Information:
»»
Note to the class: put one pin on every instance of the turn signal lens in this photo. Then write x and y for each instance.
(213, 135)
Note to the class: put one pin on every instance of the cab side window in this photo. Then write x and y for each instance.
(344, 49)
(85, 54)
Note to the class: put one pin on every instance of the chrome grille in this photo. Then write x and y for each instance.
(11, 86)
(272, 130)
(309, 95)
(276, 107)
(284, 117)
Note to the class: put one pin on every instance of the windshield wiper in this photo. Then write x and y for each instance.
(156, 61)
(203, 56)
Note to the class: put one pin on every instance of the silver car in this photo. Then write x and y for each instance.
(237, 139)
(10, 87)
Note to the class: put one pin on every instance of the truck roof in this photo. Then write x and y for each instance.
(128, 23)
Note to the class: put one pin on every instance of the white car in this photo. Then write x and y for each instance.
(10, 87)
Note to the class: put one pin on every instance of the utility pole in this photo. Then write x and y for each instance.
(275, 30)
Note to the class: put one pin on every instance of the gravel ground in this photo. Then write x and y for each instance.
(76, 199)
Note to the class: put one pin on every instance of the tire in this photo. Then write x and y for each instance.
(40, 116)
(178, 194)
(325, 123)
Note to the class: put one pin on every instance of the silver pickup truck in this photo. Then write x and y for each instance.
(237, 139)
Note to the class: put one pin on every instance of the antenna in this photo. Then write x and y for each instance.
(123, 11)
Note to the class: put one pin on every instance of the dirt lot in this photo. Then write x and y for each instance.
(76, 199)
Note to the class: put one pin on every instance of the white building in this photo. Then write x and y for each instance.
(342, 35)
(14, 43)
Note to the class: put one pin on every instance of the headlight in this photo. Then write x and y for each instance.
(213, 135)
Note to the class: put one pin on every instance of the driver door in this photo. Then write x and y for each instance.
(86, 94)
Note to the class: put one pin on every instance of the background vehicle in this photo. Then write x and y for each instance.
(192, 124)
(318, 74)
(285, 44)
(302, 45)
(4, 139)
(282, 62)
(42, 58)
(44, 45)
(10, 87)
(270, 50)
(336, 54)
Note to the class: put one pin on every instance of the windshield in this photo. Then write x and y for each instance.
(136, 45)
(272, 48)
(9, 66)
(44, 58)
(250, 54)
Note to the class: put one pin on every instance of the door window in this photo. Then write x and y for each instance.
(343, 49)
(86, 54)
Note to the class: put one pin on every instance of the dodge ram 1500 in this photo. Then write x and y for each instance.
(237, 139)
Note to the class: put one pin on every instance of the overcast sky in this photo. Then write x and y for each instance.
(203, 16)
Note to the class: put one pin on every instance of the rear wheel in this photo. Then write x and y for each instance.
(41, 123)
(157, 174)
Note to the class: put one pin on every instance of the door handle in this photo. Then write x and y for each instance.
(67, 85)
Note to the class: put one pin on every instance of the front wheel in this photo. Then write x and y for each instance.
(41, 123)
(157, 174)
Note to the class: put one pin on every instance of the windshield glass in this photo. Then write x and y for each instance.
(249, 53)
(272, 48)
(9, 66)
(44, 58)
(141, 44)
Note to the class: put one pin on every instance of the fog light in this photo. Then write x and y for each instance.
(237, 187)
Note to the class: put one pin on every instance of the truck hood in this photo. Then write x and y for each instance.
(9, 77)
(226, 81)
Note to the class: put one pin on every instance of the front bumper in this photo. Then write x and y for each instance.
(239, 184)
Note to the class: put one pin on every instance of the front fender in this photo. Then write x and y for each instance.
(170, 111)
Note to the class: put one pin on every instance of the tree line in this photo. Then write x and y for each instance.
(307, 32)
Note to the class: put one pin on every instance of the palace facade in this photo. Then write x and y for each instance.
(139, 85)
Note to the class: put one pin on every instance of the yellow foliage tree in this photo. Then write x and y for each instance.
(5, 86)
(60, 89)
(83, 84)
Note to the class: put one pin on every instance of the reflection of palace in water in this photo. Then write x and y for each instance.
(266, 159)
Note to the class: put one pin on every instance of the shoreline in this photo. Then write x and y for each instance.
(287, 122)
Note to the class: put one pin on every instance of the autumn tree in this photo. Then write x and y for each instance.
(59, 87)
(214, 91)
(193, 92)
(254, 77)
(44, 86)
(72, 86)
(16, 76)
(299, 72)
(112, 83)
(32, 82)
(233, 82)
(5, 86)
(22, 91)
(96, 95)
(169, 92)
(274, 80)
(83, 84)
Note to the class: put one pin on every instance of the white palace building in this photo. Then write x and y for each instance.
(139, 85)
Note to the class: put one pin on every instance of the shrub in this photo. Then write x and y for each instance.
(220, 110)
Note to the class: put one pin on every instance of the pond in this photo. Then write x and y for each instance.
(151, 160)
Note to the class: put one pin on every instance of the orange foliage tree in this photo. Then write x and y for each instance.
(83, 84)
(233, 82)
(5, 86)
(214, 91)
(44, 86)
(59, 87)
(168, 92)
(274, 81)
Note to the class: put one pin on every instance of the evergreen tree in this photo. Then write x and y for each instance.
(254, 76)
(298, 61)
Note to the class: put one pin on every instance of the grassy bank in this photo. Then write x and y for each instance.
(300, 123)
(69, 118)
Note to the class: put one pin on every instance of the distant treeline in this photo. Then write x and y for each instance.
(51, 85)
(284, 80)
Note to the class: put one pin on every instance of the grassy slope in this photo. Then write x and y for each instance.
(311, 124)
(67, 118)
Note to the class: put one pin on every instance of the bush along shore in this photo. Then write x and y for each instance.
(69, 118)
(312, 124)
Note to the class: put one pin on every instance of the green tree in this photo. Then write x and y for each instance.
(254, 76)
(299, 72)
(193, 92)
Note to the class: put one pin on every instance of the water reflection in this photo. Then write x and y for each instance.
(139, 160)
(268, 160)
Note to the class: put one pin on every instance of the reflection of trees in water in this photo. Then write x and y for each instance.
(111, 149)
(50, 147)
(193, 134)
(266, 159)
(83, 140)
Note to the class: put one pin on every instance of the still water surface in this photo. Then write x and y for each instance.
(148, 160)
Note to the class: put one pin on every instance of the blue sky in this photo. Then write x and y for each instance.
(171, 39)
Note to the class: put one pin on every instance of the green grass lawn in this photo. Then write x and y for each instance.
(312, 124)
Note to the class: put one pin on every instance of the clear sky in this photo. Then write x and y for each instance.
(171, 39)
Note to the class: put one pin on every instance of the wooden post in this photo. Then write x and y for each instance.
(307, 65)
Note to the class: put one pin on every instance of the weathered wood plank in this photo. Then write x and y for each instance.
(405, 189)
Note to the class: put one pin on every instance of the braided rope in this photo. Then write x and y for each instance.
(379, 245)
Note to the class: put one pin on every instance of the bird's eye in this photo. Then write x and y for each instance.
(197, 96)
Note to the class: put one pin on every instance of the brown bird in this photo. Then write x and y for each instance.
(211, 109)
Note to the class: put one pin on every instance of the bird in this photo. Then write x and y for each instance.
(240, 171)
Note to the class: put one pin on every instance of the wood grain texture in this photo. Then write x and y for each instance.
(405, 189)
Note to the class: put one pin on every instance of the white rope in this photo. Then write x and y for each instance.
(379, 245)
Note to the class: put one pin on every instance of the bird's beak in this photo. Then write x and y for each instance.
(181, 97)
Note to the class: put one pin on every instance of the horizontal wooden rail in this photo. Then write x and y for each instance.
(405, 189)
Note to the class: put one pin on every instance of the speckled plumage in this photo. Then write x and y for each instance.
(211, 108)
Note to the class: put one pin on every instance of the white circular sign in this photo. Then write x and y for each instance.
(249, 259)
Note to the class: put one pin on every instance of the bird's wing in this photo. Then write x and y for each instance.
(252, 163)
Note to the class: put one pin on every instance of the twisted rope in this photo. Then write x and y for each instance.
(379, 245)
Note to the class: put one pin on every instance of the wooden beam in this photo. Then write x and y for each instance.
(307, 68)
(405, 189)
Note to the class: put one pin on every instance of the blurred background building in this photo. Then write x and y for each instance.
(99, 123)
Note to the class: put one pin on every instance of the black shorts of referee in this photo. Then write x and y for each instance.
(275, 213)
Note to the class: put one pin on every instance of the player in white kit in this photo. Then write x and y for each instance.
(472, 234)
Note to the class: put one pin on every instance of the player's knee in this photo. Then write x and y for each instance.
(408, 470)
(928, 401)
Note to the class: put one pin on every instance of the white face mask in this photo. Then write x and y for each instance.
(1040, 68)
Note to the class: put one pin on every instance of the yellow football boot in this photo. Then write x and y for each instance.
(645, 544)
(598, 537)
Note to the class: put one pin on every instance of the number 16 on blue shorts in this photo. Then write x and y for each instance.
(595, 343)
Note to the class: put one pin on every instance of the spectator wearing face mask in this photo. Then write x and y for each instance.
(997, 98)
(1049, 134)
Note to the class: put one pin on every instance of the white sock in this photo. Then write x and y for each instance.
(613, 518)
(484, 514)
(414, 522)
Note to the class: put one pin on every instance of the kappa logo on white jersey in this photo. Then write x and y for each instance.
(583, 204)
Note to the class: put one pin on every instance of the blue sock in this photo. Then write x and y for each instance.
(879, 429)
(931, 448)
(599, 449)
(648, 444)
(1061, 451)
««
An exact repeat of the lines from the one containing "of the number" through the final line above, both included, is the whole answer.

Note to the class: put one pin on every instance of the number 16 on blue shorts in this photo. Then write x and y for each instance.
(595, 343)
Note to the class: put one pin on every instance of the spectator wearing face mask in this photo. Then write x and y for each instance.
(997, 98)
(1049, 134)
Note to the class: put one pin on every instance of the white sock in this photo. Then write x and y for each instance.
(613, 518)
(484, 514)
(414, 522)
Note to the class: put one pin on every instance of the kappa logo on white jersey in this photo. Then write x and y for each instance.
(583, 204)
Note to the class: put one pin on every instance of the blue sock in this photo. Then write x and y for each instance.
(879, 429)
(931, 448)
(599, 449)
(648, 444)
(1061, 451)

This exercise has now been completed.